(EXERCISE AIM):
Without including any pictures, write out the listing below exactly.

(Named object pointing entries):
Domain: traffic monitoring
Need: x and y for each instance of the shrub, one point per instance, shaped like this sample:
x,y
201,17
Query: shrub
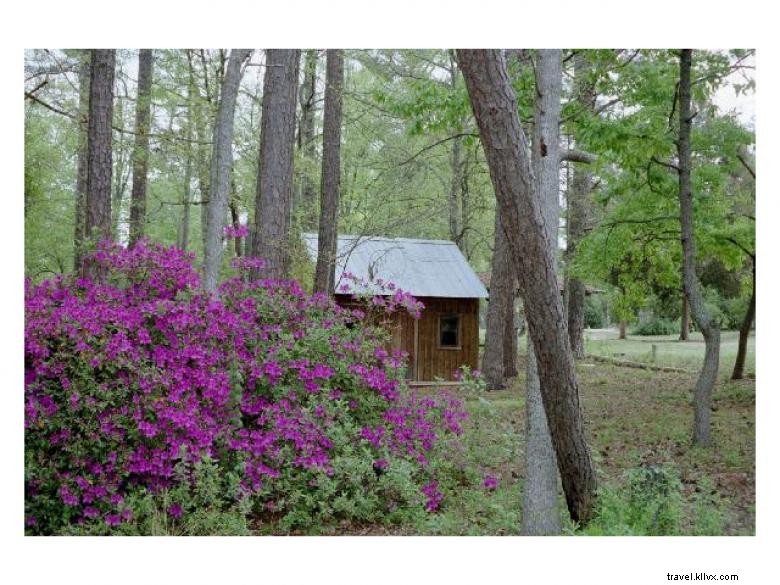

(COMPLETED EXERCISE):
Domain: traffic monitoring
Need: x and y for each instance of the shrub, one point per instance, shaped like this sample:
x,y
201,17
Query: shrub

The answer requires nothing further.